**Supplied text**:
AI tracker: Tesla robotaxis hit the road and other AI news

Mint4 hours ago

Tesla launches its robotaxi service in Austin, Texas, but faces fierce competition from Waymo and Zoox. Meanwhile, Deezer flags AI-generated music to protect artists' royalties, and OpenAI's new hardware venture encounters legal challenges. The race for AI innovation is heating up.
Tesla began offering robotaxi services recently in the US city of Austin, Texas. 'Super congratulations to the @Tesla_AI software & chip design teams on a successful @Robotaxi launch!!' Musk posted on X. The kickoff will employ the Model Y sport utility vehicle rather than Tesla's much-touted Cybercab, which is still under development. Tesla is deploying only 10 to 20 vehicles initially, aiming to show its cars can safely navigate real-world traffic. It's not the only robotaxi currently cruising the streets of Austin. Waymo, the driverless-car unit from Alphabet is scaling up in the city through a partnership with Uber, while Amazon's Zoox is also testing there, Bloomberg reported. Music streaming app Deezer
French streaming service Deezer is now alerting users when they come across music identified as completely generated by artificial intelligence, AFP reported. Deezer said in January that it was receiving uploads of 10,000 AI tracks a day, doubling to over 20,000 in an April statement—or around 18% of all music added to the platform. The company 'wants to make sure that royalties supposed to go to artists aren't being taken away' by tracks generated from a brief text prompt typed into a music generator like Suno or Udio, the company said. AI tracks are not being removed from Deezer's library, but instead are demonetised to avoid unfairly reducing human musicians' royalties. Albums containing tracks suspected of being created in this way are now flagged with a notice reading 'content generated by AI'.

**Source data**:

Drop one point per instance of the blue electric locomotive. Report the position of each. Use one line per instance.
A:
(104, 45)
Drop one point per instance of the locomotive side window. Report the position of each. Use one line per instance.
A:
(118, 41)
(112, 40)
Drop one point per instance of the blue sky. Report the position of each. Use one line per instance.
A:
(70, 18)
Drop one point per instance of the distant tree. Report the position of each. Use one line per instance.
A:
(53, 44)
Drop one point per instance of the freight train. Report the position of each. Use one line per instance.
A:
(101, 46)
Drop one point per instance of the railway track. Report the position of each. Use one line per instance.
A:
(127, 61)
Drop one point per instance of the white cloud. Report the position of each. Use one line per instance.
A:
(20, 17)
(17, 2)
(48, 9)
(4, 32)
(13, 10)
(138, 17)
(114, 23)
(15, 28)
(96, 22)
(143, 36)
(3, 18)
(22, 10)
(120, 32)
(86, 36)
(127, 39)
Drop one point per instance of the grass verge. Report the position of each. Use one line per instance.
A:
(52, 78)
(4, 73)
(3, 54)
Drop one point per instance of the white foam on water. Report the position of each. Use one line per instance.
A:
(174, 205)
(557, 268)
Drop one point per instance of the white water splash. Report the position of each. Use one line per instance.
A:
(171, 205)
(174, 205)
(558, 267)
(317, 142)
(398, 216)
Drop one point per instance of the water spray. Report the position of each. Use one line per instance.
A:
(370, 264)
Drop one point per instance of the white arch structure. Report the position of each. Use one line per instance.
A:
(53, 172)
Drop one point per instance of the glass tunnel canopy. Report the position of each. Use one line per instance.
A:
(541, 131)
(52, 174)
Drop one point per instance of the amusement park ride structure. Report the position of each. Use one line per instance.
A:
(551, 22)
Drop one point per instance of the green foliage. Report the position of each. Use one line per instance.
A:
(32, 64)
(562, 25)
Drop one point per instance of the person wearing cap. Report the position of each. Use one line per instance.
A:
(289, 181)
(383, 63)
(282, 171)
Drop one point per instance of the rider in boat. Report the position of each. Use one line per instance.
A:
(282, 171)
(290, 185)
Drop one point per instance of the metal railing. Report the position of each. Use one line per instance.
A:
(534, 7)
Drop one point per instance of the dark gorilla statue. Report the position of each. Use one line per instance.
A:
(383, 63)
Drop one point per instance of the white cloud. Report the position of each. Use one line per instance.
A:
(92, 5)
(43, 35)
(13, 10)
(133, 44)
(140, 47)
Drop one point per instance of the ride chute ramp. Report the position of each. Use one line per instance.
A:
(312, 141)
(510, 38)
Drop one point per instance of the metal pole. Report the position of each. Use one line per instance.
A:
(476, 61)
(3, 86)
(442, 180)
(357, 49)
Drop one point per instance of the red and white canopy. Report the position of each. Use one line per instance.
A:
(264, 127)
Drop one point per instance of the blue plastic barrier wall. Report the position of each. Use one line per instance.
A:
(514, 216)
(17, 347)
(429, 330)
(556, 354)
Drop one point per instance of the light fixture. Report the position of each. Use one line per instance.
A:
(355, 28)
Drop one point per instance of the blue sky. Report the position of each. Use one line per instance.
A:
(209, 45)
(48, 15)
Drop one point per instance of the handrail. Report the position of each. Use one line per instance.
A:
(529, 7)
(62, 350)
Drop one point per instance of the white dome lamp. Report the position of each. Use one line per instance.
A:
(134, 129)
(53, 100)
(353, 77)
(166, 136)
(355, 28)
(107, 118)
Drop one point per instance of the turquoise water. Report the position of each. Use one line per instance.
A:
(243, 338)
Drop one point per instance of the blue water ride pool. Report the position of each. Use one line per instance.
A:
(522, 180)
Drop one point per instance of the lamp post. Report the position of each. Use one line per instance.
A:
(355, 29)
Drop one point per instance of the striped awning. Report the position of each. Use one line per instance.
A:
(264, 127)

**What you need to do**:
**1)** According to the AI news tracker, what share of all music added to Deezer did AI tracks make up at the time of its April statement?
**2)** Continue the AI news tracker from the point where it stops.
None of the data is needed here.

**Expected responses**:
**1)** Around 18%.

**2)**
A budding partnership between OpenAI CEO Sam Altman and legendary iPhone designer Jony Ive to develop a new artificial intelligence hardware product has hit a legal snag after a US judge ruled they must temporarily stop marketing the new venture. OpenAI last month announced it was buying io Products, a product and engineering company co-founded by Ive, but it quickly faced a trademark complaint from a startup with a similarly sounding name, IYO, which is also developing AI hardware that it had pitched to Altman's personal investment firm and Ive's design firm in 2022.